===== Document passage

The Absurd and Amazing Adventures of Cafe Girl: Everything

June 10, 2009

Everything

Over the weekend, I have a vivid dream. In my dream, I am pregnant, and the doctors take the baby out of me and show it to me. It's a cute baby. It's six pounds now, they say, but it'll be eight. They put the baby back into me.

Later in the dream I bump into an old boyfriend who asks me how pregnant I am.

Three months, I reply.

He says, Well, it's not my baby.

Of course it's not your baby, I say, it's not mine either. I'm carrying it for my brother.

In the midst of sleeping and waking, the words Pregnant with Promise come to me. It seems so hopeful, until I realize that the baby I am carrying in the dream isn't mine.

It's not mine either. I'm carrying it for my brother.

I wake up wondering, whose stuff am I carrying around? And what the hell am I carrying?


The Therapist takes me through a breathing exercise on Monday. She asks me to identify as I breathe deeply (and cry), what parts of my body are in pain.

My shoulders, I say. She asks me to describe the pain or discomfort. I identify a heaviness.

What does it feel like, she asks.

Like I'm carrying something.


What do you feel like you're carrying?

Everything.


Everything. From fear, to worry, to frustration, to expectation, that on which I put on myself, that on which I perceive others put on me, that on which I think God has for me. Can I hear God? Do I hear him correctly? Am I doing the right thing? What is the right thing? Am I wrong? Am I petulant? Am I stubborn? What do I want? What does God want? The Therapist writes all this down on a legal pad.

==========
===== Entries supplied

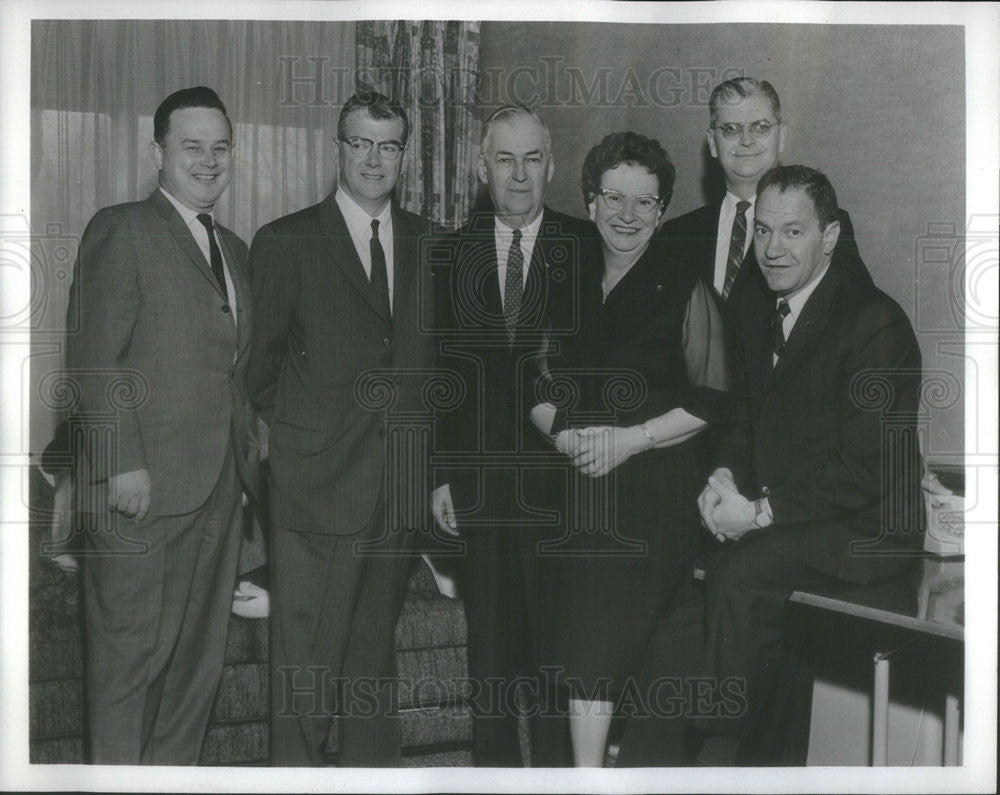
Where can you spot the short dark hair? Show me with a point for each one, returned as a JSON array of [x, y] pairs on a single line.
[[508, 114], [813, 182], [197, 97], [732, 91], [377, 106], [631, 148]]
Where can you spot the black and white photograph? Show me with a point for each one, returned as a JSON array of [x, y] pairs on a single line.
[[499, 397]]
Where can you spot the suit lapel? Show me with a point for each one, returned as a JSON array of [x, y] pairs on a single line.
[[708, 240], [241, 285], [404, 259], [813, 319], [183, 237], [479, 270], [343, 254]]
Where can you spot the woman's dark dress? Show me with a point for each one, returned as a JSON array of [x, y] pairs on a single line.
[[654, 344]]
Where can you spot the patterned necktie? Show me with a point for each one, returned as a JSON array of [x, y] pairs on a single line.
[[513, 288], [379, 276], [736, 242], [215, 256], [779, 327]]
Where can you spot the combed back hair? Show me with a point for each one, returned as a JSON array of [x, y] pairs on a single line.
[[635, 150], [197, 97], [813, 182], [508, 114], [739, 88], [377, 106]]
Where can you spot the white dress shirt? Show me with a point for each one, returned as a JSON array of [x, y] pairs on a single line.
[[725, 233], [504, 236], [201, 238], [359, 224], [797, 302]]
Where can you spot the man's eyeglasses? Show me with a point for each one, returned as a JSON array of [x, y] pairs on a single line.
[[390, 150], [641, 204], [757, 129]]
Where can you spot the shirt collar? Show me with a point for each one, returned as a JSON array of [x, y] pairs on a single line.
[[732, 200], [187, 213], [356, 215], [528, 232]]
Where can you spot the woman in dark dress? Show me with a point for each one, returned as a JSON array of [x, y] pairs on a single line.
[[633, 390]]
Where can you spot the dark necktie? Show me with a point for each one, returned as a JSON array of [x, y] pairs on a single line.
[[215, 256], [379, 277], [736, 243], [513, 288], [779, 327]]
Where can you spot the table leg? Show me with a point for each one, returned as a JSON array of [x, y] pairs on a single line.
[[951, 730], [880, 712]]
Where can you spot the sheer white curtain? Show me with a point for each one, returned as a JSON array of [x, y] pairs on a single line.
[[94, 88]]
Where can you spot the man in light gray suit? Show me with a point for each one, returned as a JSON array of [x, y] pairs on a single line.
[[158, 347]]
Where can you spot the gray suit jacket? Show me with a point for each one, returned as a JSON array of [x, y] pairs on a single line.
[[155, 356]]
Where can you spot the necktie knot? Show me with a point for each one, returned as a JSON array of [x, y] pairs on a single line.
[[214, 255], [783, 311], [737, 241], [513, 286], [379, 276]]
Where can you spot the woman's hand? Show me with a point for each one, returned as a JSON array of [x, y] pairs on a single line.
[[597, 450]]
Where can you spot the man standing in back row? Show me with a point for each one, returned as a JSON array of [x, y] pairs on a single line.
[[341, 295], [746, 135], [494, 294], [160, 340]]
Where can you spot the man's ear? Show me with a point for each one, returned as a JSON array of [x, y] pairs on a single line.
[[710, 137], [156, 152], [830, 236]]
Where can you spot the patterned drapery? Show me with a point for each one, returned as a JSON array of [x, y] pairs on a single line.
[[432, 70]]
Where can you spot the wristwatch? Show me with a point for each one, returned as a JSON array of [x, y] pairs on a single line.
[[762, 517]]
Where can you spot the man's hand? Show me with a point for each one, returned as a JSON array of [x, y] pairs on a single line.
[[733, 514], [709, 498], [443, 510], [597, 450], [128, 493]]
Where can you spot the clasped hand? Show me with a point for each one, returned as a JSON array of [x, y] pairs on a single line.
[[724, 511], [129, 494], [597, 450]]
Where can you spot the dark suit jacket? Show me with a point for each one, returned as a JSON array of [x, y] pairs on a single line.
[[828, 434], [151, 338], [318, 329], [491, 423], [692, 239]]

==========

# Task
In the Cafe Girl blog post, what part of the body does the writer name as being in pain during the breathing exercise?

# Answer to this exercise
The shoulders.